--- Data in this exercise Enclosed Below ---
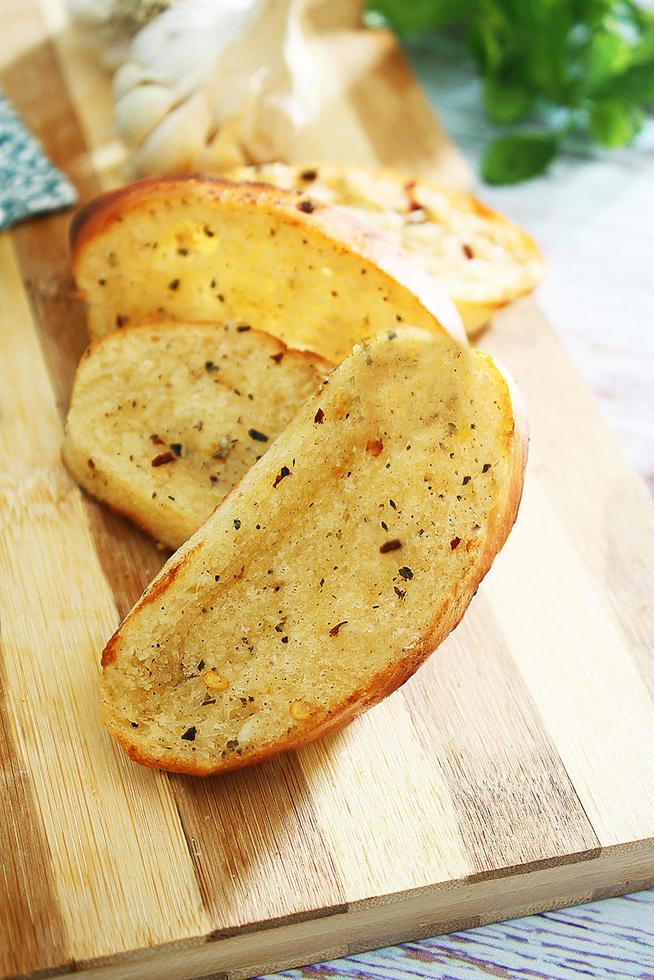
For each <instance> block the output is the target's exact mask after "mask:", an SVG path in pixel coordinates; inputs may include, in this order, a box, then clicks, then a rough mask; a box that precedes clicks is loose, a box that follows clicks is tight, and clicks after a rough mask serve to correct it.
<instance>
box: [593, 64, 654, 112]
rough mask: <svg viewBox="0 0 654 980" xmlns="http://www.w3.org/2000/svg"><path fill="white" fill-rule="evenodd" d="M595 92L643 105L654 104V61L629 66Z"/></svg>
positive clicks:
--- End of Enclosed Data in this exercise ---
Leave the images out as you retype each line of the material exactly.

For each <instance> block the output is the target's exact mask after "mask:", an SVG path in pixel coordinates; inputs may include, in this order, a box, then clicks, then a rough mask; a box that precedes clicks is loose, a box that follows clicks is tight, and clicks after a rough mask serve to correct it.
<instance>
box: [593, 64, 654, 112]
rough mask: <svg viewBox="0 0 654 980" xmlns="http://www.w3.org/2000/svg"><path fill="white" fill-rule="evenodd" d="M595 92L643 105L654 104V61L629 66Z"/></svg>
positive clicks:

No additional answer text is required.